* Start MATERIAL PROVIDED *

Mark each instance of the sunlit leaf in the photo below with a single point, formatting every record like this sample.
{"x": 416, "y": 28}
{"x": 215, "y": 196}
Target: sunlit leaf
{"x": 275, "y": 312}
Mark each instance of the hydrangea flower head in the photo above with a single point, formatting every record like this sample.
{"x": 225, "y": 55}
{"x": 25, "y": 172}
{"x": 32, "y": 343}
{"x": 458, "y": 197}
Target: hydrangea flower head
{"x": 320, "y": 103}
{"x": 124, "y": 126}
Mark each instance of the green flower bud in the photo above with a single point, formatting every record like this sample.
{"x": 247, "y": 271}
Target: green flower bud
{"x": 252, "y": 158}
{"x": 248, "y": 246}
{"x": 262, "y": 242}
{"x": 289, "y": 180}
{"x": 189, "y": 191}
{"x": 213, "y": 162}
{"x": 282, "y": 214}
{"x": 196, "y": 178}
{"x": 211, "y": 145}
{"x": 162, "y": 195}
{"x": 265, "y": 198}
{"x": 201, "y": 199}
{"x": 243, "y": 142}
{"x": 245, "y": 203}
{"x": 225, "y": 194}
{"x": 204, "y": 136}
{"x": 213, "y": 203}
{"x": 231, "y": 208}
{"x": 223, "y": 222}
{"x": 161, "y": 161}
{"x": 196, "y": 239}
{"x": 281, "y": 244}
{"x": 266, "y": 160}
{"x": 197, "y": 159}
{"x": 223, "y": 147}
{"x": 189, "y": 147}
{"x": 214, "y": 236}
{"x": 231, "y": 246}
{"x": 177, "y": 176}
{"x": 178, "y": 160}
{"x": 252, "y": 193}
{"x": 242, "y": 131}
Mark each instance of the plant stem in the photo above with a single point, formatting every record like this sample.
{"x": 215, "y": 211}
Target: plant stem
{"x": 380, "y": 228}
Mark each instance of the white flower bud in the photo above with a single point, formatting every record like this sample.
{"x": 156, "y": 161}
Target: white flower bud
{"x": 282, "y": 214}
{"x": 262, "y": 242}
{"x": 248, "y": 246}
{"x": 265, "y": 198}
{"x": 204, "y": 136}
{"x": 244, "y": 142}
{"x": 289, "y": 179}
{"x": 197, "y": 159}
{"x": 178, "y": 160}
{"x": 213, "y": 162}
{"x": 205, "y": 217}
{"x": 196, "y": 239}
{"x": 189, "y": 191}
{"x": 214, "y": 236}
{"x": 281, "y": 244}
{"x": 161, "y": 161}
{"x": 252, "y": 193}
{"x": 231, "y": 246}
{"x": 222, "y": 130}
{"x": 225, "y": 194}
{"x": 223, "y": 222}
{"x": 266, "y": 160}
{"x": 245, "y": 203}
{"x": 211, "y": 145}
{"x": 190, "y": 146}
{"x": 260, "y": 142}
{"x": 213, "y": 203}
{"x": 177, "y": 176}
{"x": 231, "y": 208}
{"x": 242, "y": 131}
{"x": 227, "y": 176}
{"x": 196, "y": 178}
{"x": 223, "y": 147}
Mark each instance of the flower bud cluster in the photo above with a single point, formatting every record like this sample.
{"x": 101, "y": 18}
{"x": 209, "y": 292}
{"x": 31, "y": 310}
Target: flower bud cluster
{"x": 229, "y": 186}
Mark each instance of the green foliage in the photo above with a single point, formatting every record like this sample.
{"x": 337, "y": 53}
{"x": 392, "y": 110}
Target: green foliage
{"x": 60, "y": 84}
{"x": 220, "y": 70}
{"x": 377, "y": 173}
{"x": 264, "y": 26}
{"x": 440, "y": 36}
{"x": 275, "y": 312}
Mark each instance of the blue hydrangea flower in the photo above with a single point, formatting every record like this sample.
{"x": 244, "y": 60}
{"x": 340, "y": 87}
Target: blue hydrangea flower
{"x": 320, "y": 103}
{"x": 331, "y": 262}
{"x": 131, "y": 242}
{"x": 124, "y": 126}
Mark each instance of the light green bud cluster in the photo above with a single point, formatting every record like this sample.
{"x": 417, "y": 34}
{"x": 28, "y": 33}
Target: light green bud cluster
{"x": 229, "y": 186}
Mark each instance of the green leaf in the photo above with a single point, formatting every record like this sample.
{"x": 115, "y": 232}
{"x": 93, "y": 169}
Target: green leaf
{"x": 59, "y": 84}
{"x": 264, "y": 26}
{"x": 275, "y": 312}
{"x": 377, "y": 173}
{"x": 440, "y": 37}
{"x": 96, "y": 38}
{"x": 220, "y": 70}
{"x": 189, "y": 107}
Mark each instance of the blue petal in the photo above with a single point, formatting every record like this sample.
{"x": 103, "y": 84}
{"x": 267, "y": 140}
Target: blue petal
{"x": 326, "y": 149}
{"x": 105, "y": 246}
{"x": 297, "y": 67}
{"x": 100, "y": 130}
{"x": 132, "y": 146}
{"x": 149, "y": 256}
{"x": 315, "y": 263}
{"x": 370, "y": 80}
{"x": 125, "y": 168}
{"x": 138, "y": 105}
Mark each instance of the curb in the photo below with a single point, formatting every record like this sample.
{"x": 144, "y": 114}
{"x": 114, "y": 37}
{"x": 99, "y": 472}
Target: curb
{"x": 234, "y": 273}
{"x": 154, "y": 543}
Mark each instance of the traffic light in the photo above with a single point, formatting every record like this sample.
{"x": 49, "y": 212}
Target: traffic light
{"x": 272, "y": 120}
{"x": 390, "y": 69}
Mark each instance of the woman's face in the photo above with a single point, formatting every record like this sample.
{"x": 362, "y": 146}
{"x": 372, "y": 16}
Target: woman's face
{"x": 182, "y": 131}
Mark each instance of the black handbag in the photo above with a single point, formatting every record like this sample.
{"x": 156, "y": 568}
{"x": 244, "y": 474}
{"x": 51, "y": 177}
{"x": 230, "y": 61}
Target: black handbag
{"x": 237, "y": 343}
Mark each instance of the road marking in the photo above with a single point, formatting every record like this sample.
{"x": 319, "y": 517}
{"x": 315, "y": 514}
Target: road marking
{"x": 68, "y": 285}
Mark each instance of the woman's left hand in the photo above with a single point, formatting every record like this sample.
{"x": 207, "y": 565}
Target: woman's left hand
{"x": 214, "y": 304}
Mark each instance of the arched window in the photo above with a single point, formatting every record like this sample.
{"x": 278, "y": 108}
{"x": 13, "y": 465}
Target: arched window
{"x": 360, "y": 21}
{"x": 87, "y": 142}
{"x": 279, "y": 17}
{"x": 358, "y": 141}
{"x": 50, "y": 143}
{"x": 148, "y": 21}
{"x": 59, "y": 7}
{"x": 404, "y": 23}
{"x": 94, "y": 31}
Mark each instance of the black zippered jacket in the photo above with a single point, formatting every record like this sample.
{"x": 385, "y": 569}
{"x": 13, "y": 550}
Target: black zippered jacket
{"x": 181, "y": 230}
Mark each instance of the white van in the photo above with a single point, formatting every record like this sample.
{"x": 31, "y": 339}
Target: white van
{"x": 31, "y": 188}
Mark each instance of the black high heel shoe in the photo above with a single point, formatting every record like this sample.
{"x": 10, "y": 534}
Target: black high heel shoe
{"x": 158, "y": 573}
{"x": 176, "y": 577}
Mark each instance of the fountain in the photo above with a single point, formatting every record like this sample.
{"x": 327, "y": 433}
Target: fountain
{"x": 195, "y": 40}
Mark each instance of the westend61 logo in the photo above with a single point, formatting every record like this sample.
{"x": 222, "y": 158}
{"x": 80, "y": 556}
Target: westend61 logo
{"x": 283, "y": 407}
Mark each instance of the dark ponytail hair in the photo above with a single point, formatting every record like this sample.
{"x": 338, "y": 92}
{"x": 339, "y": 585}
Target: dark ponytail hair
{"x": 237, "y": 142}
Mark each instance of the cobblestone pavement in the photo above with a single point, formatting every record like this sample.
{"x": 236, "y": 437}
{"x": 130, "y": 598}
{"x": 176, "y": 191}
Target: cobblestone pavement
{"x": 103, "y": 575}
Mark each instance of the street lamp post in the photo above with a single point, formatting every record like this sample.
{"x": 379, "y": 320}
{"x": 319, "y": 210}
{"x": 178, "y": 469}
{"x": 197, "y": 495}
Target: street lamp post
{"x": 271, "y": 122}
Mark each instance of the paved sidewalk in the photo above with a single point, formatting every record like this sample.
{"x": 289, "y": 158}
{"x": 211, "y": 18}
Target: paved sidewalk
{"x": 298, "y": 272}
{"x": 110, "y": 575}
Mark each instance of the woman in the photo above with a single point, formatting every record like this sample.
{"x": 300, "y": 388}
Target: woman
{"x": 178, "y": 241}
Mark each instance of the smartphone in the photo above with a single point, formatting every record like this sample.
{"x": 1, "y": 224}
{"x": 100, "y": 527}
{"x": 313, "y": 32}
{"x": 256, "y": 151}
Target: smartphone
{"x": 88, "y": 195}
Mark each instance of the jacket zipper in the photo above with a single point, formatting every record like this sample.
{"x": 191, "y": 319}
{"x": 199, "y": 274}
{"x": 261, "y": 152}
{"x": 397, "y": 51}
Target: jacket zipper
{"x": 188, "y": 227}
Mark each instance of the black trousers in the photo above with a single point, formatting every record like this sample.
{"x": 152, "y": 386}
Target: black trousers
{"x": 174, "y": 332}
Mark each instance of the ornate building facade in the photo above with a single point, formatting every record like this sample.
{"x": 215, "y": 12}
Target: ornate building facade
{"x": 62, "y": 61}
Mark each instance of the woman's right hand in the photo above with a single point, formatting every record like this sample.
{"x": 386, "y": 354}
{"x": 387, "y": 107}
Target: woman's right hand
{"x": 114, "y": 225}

* End MATERIAL PROVIDED *

- **TASK PROMPT**
Print the line containing "Mark each instance of the black trousers" and every line after it to the end of the records above, exactly as written, and nothing else.

- **CORRECT RESULT**
Mark each instance of the black trousers in the photo above with a single point, formatting every record like this sample.
{"x": 152, "y": 386}
Target: black trousers
{"x": 174, "y": 332}
Mark each instance of the ornate building facade in the photo above with a single point, formatting every record like this sample.
{"x": 215, "y": 12}
Target: ornate building facade
{"x": 62, "y": 61}
Mark each instance of the woman's right hand in the photo above with a single point, formatting every record like this sample.
{"x": 386, "y": 354}
{"x": 387, "y": 107}
Target: woman's right hand
{"x": 114, "y": 225}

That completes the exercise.